* Information shown
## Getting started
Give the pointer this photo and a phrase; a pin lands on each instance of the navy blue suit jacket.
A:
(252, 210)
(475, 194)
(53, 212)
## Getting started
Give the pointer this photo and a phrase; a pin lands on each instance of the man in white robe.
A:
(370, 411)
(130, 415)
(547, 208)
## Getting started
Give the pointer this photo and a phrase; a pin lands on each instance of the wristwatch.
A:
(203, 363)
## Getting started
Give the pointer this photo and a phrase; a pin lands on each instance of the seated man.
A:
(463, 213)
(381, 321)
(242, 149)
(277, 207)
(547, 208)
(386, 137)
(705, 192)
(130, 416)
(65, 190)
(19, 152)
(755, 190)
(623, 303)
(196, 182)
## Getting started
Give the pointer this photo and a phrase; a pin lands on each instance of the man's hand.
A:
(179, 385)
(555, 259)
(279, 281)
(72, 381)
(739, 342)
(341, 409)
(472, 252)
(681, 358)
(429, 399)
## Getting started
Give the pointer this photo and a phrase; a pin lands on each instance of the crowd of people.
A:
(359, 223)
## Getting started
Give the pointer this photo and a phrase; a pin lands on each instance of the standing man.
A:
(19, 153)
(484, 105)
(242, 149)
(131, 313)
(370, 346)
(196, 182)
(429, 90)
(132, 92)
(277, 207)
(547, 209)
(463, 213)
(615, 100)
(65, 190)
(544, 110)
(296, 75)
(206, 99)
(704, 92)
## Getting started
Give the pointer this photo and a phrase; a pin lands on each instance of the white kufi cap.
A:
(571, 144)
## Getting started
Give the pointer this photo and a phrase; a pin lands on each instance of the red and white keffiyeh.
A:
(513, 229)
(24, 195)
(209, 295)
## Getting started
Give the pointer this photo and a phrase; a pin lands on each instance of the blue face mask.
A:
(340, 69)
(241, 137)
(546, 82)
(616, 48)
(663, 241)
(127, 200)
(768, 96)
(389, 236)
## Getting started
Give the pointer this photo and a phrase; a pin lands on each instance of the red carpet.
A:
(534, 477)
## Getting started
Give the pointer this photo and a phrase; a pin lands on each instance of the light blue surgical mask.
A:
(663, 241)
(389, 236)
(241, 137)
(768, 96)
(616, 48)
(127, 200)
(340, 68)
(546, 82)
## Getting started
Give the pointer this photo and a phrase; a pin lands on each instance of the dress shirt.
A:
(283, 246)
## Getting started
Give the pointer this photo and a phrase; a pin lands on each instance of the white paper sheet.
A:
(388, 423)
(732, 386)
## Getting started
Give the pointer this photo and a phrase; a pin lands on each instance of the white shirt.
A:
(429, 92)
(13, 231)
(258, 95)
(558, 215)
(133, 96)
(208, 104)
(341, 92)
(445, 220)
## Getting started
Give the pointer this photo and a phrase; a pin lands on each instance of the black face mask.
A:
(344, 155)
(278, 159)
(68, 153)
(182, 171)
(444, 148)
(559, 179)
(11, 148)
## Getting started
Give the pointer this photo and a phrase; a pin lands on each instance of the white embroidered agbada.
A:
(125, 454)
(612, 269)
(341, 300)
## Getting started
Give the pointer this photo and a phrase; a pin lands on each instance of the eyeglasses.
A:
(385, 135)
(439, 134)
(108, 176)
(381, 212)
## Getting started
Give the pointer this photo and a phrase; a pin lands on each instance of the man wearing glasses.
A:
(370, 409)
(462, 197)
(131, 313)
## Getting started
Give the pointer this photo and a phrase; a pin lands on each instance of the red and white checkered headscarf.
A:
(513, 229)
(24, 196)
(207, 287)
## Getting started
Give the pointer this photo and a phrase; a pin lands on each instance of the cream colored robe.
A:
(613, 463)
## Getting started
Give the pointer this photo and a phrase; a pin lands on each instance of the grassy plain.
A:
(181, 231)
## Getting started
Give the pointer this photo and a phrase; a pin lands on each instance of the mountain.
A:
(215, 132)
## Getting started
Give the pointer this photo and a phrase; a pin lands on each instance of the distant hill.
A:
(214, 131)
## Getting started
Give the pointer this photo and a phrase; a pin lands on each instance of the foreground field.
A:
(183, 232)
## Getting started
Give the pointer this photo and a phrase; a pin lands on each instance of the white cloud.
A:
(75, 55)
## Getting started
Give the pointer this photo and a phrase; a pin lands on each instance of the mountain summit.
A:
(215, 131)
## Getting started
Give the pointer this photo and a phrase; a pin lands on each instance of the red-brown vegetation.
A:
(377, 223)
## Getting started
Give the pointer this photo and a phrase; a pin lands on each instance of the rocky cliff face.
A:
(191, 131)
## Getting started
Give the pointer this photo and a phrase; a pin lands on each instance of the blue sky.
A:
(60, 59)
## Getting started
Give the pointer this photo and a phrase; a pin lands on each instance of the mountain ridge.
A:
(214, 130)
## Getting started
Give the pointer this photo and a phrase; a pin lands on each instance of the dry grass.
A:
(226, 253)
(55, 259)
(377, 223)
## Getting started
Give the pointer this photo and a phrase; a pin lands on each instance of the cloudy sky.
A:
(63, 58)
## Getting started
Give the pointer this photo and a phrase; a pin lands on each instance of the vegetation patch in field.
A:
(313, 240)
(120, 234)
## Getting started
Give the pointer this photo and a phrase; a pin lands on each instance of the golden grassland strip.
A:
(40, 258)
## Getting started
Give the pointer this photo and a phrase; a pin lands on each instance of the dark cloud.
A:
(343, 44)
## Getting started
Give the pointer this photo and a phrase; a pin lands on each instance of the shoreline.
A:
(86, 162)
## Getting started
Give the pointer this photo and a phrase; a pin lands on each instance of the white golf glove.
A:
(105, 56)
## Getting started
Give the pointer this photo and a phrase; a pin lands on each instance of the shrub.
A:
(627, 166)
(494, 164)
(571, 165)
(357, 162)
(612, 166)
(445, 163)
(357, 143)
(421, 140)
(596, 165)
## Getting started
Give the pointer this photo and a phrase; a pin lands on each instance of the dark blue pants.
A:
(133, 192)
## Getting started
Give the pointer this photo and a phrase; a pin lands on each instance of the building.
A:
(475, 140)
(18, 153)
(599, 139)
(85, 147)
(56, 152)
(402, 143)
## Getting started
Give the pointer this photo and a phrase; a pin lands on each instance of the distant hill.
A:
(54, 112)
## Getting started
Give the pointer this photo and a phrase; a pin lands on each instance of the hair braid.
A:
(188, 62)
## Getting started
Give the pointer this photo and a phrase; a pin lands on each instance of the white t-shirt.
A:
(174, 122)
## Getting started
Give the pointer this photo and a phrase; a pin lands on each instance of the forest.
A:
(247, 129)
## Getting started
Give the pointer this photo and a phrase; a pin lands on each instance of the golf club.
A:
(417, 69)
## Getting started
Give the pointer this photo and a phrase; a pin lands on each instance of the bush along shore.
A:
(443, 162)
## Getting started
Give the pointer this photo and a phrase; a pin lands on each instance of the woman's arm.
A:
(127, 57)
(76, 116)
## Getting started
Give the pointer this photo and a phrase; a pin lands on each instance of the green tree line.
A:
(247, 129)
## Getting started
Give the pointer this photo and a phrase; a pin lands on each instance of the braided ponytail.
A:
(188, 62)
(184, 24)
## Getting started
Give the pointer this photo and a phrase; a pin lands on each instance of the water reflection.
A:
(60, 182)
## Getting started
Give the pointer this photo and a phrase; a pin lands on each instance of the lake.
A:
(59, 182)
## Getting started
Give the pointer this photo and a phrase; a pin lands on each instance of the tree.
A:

* What to produce
Copy out each record, keeping every word as it is.

* Written response
## Getting started
Give the pointer this photo and a phrase; a pin lands on each instance of the navy blue suit jacket.
A:
(252, 210)
(475, 194)
(53, 212)
## Getting started
Give the pointer this photo and a phrase; a pin lands on each instance of the man in white robe.
A:
(370, 411)
(130, 415)
(547, 208)
## Getting started
Give the pointer this photo and a phrase; a pin lands on each instance of the wristwatch.
A:
(203, 363)
## Getting started
Give the pointer this photo and a phrase; a pin lands on each instance of the seated man.
A:
(463, 213)
(381, 321)
(242, 149)
(277, 207)
(547, 208)
(386, 137)
(705, 192)
(130, 416)
(65, 190)
(19, 152)
(755, 190)
(623, 303)
(196, 182)
## Getting started
Give the pointer this photo and a phrase; a pin lands on each instance of the man's hand.
A:
(179, 385)
(555, 259)
(279, 281)
(72, 381)
(739, 342)
(341, 409)
(472, 252)
(681, 358)
(429, 399)
## Getting started
Give the pointer this photo and a phrase; a pin lands on each instance of the crowd of people.
A:
(359, 223)
## Getting started
Give the pointer this photo and a phrase; a pin lands on each instance of the standing man.
A:
(19, 153)
(484, 105)
(242, 149)
(131, 313)
(370, 346)
(196, 182)
(429, 90)
(132, 92)
(277, 207)
(547, 209)
(463, 213)
(615, 100)
(65, 190)
(544, 110)
(296, 75)
(206, 99)
(704, 92)
## Getting started
Give the pointer this photo and a phrase; a pin lands on each instance of the white kufi cap.
A:
(571, 144)
## Getting started
Give the pointer this photo and a phrase; a pin lands on each instance of the red and white keffiyeh.
A:
(513, 229)
(24, 195)
(209, 295)
## Getting started
Give the pointer this photo and a phrase; a pin lands on each instance of the blue face mask.
A:
(340, 69)
(241, 137)
(546, 82)
(616, 48)
(663, 241)
(127, 200)
(768, 96)
(389, 236)
## Getting started
Give the pointer this photo and a phrase; a pin lands on each instance of the red carpet.
A:
(534, 477)
## Getting started
Give the pointer this photo and a phrase; a pin lands on each instance of the light blue surgical mask.
A:
(663, 241)
(389, 236)
(241, 137)
(768, 96)
(616, 48)
(127, 200)
(340, 68)
(546, 82)
## Getting started
Give the pointer this photo and a phrase; a pin lands on each instance of the dress shirt.
A:
(283, 246)
## Getting started
Give the pointer this photo and a phrase; a pin lands on each instance of the white paper sheet.
A:
(388, 423)
(732, 386)
## Getting started
Give the pointer this photo and a phrase; a pin lands on each instance of the white shirt.
A:
(429, 92)
(13, 231)
(258, 95)
(558, 215)
(133, 96)
(208, 104)
(341, 92)
(445, 220)
## Getting started
Give the pointer this photo and a phrase; a pin lands on each instance of the black face mask.
A:
(344, 155)
(278, 159)
(68, 153)
(182, 171)
(444, 148)
(559, 179)
(11, 148)
## Getting started
Give the pointer this photo and a phrase; a pin lands on each instance of the white embroidered agbada.
A:
(125, 454)
(612, 269)
(341, 300)
## Getting started
Give the pointer this photo and a phrase; a pin lands on each instance of the eyeglasses.
A:
(385, 135)
(439, 134)
(108, 176)
(381, 212)
## Getting started
Give the pointer this photo and a phrase; a pin lands on each instance of the man wearing glasses.
A:
(370, 409)
(462, 197)
(131, 313)
## Getting started
Give the pointer this photo and a phrase; a pin lands on each instance of the red and white checkered headscarf.
A:
(513, 229)
(24, 196)
(207, 287)
## Getting started
Give the pointer this photo and a phrase; a pin lands on each instance of the cream colored robe.
A:
(613, 463)
## Getting started
Give the pointer this photo and a phrase; a pin lands on each instance of the grassy plain.
A:
(181, 231)
## Getting started
Give the pointer this photo and a phrase; a pin lands on each instance of the mountain.
A:
(215, 132)
## Getting started
Give the pointer this photo and a phrase; a pin lands on each instance of the distant hill.
A:
(214, 131)
## Getting started
Give the pointer this photo and a phrase; a pin lands on each instance of the foreground field.
A:
(183, 232)
## Getting started
Give the pointer this photo and a phrase; a pin lands on each instance of the white cloud.
A:
(75, 55)
## Getting started
Give the pointer this photo and a phrase; a pin lands on each instance of the mountain summit.
A:
(215, 131)
## Getting started
Give the pointer this photo and a phrase; a pin lands on each instance of the red-brown vegetation.
A:
(377, 223)
## Getting started
Give the pointer this photo and a phrase; a pin lands on each instance of the rocky cliff face.
A:
(191, 131)
## Getting started
Give the pointer this photo and a phrase; a pin lands on each instance of the blue sky.
A:
(60, 59)
## Getting started
Give the pointer this photo and a phrase; a pin lands on each instance of the mountain ridge.
A:
(214, 130)
## Getting started
Give the pointer this photo and a phrase; a pin lands on each instance of the dry grass.
A:
(226, 253)
(55, 259)
(377, 223)
## Getting started
Give the pointer this photo and a phrase; a pin lands on each instance of the cloudy sky.
A:
(63, 58)
## Getting started
Give the pointer this photo and a phrase; a pin lands on each instance of the vegetation patch in field.
A:
(313, 240)
(120, 234)
## Getting started
Give the pointer this photo and a phrase; a pin lands on each instance of the golden grassland strip.
A:
(40, 258)
## Getting started
Give the pointer this photo and a phrase; a pin lands on each instance of the dark cloud.
A:
(343, 44)
## Getting started
Give the pointer this photo and a phrase; a pin lands on each instance of the shoreline.
A:
(86, 162)
## Getting started
Give the pointer this photo and a phrase; a pin lands on each instance of the white golf glove.
A:
(105, 56)
## Getting started
Give the pointer this photo and a phrase; a pin lands on each instance of the shrub.
A:
(627, 166)
(494, 164)
(571, 165)
(357, 162)
(612, 166)
(445, 163)
(357, 143)
(421, 140)
(596, 165)
## Getting started
Give the pointer this photo and a phrase; a pin lands on each instance of the dark blue pants.
A:
(133, 192)
## Getting started
Give the pointer this photo and a phrase; a pin lands on each instance of the building.
A:
(475, 140)
(18, 153)
(599, 139)
(85, 147)
(56, 152)
(402, 143)
## Getting started
Give the pointer this photo and a phrase; a pin lands on each instance of the distant hill.
A:
(54, 112)
## Getting started
Give the pointer this photo and a phrase; a pin lands on each instance of the hair braid.
A:
(188, 62)
## Getting started
Give the pointer this photo and a phrase; a pin lands on each instance of the white t-shirt.
A:
(174, 122)
## Getting started
Give the pointer this photo and a phrase; a pin lands on each instance of the forest.
A:
(247, 129)
## Getting started
Give the pointer this photo and a phrase; a pin lands on each instance of the golf club.
A:
(417, 69)
## Getting started
Give the pointer this photo and a phrase; a pin lands on each instance of the bush along shore.
A:
(443, 162)
## Getting started
Give the pointer this photo and a phrase; a pin lands on each instance of the woman's arm.
A:
(127, 57)
(76, 116)
## Getting started
Give the pointer this photo and a phrase; a pin lands on each instance of the green tree line.
A:
(247, 129)
## Getting started
Give the pointer this photo and a phrase; a pin lands on each instance of the braided ponytail.
A:
(188, 62)
(184, 24)
## Getting started
Give the pointer this photo and a phrase; a pin lands on each instance of the water reflection.
A:
(60, 182)
## Getting started
Give the pointer this photo and a phrase; a pin lands on each instance of the lake.
A:
(59, 182)
## Getting started
Give the pointer this photo and a phrase; a pin lands on each instance of the tree.
A:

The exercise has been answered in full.